* begin *

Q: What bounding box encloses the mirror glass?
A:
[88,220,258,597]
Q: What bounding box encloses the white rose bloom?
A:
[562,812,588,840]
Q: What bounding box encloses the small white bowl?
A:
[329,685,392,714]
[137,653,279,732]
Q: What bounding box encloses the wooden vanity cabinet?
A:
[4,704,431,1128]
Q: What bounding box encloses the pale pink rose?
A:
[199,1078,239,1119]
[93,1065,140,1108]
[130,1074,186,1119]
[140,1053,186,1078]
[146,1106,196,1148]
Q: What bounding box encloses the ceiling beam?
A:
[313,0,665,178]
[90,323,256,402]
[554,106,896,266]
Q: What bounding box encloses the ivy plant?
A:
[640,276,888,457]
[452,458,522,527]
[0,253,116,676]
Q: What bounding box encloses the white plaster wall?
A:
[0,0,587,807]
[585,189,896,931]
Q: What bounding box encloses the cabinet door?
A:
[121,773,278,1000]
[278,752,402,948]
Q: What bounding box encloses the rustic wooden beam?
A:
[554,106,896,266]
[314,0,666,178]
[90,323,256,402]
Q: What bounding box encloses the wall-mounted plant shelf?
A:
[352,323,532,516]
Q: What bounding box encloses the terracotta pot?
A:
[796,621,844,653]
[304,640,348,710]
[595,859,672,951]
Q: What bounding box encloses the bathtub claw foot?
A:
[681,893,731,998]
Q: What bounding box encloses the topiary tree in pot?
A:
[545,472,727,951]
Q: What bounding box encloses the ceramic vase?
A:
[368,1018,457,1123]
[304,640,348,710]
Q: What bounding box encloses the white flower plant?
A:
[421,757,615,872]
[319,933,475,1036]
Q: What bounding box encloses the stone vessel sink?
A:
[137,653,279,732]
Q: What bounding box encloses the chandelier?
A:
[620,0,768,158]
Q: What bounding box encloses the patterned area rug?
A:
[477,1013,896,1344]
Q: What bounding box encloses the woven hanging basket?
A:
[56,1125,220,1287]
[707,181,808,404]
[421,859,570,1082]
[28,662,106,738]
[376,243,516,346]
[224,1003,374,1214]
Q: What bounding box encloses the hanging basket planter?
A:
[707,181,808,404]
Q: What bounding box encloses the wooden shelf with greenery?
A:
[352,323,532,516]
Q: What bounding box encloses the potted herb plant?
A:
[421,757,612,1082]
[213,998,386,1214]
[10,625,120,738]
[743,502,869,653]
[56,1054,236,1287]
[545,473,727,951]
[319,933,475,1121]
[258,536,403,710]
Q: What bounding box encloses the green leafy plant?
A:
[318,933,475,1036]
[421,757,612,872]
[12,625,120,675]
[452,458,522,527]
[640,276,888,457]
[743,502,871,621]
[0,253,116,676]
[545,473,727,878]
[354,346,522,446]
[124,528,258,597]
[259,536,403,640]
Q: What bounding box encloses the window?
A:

* end *

## Exercise task
Please copy the lines above again without changing anything.

## Response
Q: What bounding box encloses the mirror glass?
A:
[88,220,258,597]
Q: What bounding box encloses the white rose bloom?
A:
[562,812,588,840]
Q: What bounding box encloses the small white bowl?
A:
[329,685,392,714]
[137,653,279,732]
Q: What bounding box encloses the wooden vanity cabinet?
A:
[4,704,431,1128]
Q: What bounding box encloses the pale pink rose?
A:
[199,1078,239,1119]
[93,1065,140,1108]
[130,1074,186,1119]
[140,1053,186,1078]
[146,1106,196,1148]
Q: What bounding box encloses the ceiling beam?
A:
[313,0,665,178]
[90,323,256,402]
[554,106,896,266]
Q: What bounding box encloses the ivy plant?
A:
[640,276,888,457]
[452,458,522,527]
[0,253,116,676]
Q: What bounding box encloses the white plaster wall?
A:
[0,0,587,807]
[585,189,896,931]
Q: What bounding box encloses the cabinet door?
A:
[121,773,278,1000]
[278,752,402,948]
Q: What bounding box encloses the rustic wooden beam?
A:
[554,106,896,266]
[314,0,666,178]
[90,323,256,402]
Q: What bounding box encloses the wall-mounted plant shelf?
A:
[352,323,532,516]
Q: What bounding box encloses the terracotta pot?
A:
[796,621,844,653]
[304,640,348,710]
[595,859,672,951]
Q: What bounding box encloses the bathtub claw foot?
A:
[681,893,731,998]
Q: What bounding box encloses the topiary tree in pot?
A:
[545,472,727,951]
Q: What bounding box encloses the ceramic vase?
A:
[368,1018,457,1123]
[304,640,348,710]
Q: What bounding box encloses the white flower plant?
A:
[421,757,615,872]
[319,933,475,1036]
Q: What bounding box encloses the stone vessel sink?
A:
[137,653,279,732]
Q: What bounding box encloses the chandelier?
A:
[620,0,768,158]
Q: What bounding box encloses the patterned area rug?
A:
[477,1013,896,1344]
Q: What bounding box encloses the woven hanging basket?
A:
[56,1125,220,1287]
[707,181,808,404]
[421,859,570,1082]
[28,662,106,738]
[376,243,516,346]
[224,1003,374,1214]
Q: What bounding box encloses the hanging basket planter?
A:
[707,181,808,404]
Q: What bounding box encloses the wooden shelf with greenery?
A:
[352,323,532,516]
Q: What bounding box encloses the potted herb plant?
A:
[421,757,612,1082]
[213,998,386,1214]
[10,625,120,738]
[743,502,869,653]
[56,1054,236,1287]
[545,473,727,951]
[319,933,475,1121]
[258,536,403,710]
Q: What bounding box encloses the green leafy plant?
A:
[318,933,475,1036]
[421,757,612,872]
[12,625,120,675]
[452,458,522,527]
[640,276,888,457]
[743,502,871,621]
[0,253,116,676]
[545,473,727,878]
[354,346,522,446]
[124,528,258,597]
[259,536,403,640]
Q: What bounding box encloses the window?
A:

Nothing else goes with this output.